» TASK TO COMPLETE
Set down exactly, and only, the lines from the one with "the dark jacket" to the final line of the entries, both included.

Stored data
_ _ _ _ _ _ _
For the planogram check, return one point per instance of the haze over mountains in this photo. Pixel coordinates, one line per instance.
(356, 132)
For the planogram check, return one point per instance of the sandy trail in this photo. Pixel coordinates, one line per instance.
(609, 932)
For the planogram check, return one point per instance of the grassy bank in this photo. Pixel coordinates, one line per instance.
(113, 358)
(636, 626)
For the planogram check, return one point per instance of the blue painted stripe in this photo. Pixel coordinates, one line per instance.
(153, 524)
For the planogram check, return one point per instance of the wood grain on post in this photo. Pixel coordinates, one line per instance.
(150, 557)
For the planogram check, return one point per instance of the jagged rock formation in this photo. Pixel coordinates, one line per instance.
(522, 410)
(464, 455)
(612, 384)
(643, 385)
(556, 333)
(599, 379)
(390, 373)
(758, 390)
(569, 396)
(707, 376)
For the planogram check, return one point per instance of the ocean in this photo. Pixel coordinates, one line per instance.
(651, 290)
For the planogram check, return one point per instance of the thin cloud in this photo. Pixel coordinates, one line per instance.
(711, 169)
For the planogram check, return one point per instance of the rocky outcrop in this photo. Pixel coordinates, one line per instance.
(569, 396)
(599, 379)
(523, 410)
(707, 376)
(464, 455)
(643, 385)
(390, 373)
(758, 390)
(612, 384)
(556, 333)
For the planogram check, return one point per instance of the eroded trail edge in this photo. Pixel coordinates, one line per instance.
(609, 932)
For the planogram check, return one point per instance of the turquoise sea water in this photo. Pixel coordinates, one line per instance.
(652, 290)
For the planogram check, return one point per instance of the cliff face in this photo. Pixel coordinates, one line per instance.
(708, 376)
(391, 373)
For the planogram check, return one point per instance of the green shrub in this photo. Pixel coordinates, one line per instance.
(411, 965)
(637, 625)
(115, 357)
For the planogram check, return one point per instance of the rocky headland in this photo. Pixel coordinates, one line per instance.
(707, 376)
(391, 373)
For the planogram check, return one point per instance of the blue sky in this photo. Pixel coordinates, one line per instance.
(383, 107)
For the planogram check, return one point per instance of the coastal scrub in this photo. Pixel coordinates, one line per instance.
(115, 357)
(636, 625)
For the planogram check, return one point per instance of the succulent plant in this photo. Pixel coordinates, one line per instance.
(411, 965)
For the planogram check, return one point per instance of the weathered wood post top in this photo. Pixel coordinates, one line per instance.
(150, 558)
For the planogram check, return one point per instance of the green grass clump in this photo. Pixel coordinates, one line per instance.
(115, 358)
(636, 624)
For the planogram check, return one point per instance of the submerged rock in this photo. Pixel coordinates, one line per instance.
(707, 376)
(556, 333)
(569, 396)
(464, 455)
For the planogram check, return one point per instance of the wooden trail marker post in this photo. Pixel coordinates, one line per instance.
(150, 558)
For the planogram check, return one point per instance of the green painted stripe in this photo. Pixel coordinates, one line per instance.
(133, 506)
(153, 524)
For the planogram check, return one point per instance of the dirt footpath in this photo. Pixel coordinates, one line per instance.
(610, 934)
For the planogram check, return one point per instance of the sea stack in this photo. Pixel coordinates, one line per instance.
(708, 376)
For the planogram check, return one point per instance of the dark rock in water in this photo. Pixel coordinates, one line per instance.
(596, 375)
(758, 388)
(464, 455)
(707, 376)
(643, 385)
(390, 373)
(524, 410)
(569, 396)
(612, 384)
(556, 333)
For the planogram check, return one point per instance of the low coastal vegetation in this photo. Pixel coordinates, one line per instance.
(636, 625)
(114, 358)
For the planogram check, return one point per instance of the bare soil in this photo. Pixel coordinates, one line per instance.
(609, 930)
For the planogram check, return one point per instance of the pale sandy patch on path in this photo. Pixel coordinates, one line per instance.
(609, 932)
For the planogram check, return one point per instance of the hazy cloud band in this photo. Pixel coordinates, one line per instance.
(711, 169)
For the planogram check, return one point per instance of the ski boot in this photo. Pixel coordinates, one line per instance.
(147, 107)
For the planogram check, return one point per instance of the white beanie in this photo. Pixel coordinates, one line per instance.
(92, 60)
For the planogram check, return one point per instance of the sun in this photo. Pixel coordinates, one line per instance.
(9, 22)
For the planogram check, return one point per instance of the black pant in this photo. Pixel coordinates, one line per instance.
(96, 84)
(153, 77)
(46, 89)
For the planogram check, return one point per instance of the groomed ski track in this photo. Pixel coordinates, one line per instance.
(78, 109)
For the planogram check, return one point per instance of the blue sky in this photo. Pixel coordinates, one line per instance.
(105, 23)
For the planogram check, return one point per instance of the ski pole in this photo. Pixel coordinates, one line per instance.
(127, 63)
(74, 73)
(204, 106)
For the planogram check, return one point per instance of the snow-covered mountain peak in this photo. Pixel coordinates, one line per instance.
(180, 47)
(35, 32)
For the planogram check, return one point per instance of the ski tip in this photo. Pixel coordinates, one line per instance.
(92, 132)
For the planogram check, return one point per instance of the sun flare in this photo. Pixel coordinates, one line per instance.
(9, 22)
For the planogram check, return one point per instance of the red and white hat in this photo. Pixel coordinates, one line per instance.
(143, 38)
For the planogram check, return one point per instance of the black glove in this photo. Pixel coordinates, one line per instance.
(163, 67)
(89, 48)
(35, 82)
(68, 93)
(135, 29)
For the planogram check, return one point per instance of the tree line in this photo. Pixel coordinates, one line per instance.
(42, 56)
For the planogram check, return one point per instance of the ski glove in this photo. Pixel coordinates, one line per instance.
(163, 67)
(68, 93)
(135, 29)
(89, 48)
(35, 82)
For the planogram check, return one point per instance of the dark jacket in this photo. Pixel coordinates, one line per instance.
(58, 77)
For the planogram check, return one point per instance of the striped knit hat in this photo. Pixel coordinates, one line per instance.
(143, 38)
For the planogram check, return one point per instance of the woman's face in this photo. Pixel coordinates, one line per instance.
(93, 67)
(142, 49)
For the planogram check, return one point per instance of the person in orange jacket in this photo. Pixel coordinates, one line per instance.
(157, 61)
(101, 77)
_ _ _ _ _ _ _
» ANSWER TO THE TASK
For the planogram check, return one point per instance of the dark jacket in this photo. Pixel coordinates, one line per instance.
(58, 77)
For the planogram check, return one point per instance of the striped knit hat in this photo. Pixel coordinates, one line per instance.
(143, 38)
For the planogram check, return one point per instance of the woman's face in this photo. Pixel coordinates, one line per instance.
(93, 67)
(142, 49)
For the planogram check, return one point per instance of the person in orange jacket in this photo. Pixel coordinates, one line per instance.
(157, 61)
(101, 77)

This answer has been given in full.